Start of SUPPLIED DATA
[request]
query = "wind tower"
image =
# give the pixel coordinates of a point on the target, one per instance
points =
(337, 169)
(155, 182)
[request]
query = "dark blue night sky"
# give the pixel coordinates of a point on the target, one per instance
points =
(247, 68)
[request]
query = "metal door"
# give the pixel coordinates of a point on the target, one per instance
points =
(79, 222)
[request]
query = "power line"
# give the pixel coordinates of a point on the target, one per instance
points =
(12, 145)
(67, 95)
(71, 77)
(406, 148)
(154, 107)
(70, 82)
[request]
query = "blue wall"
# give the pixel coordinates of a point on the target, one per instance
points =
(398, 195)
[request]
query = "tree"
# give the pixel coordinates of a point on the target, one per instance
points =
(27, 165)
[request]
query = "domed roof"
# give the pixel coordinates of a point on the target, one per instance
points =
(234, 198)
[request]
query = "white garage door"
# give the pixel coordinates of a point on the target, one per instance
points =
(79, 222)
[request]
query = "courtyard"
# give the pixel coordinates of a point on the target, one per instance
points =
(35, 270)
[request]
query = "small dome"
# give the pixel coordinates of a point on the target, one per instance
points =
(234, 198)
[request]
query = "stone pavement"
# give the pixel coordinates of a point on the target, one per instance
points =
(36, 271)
End of SUPPLIED DATA
WHAT TO WORK ON: This task calls for each line of the material that contains "blue".

ANSWER BOX:
query = "dark blue night sky"
query = "blue wall"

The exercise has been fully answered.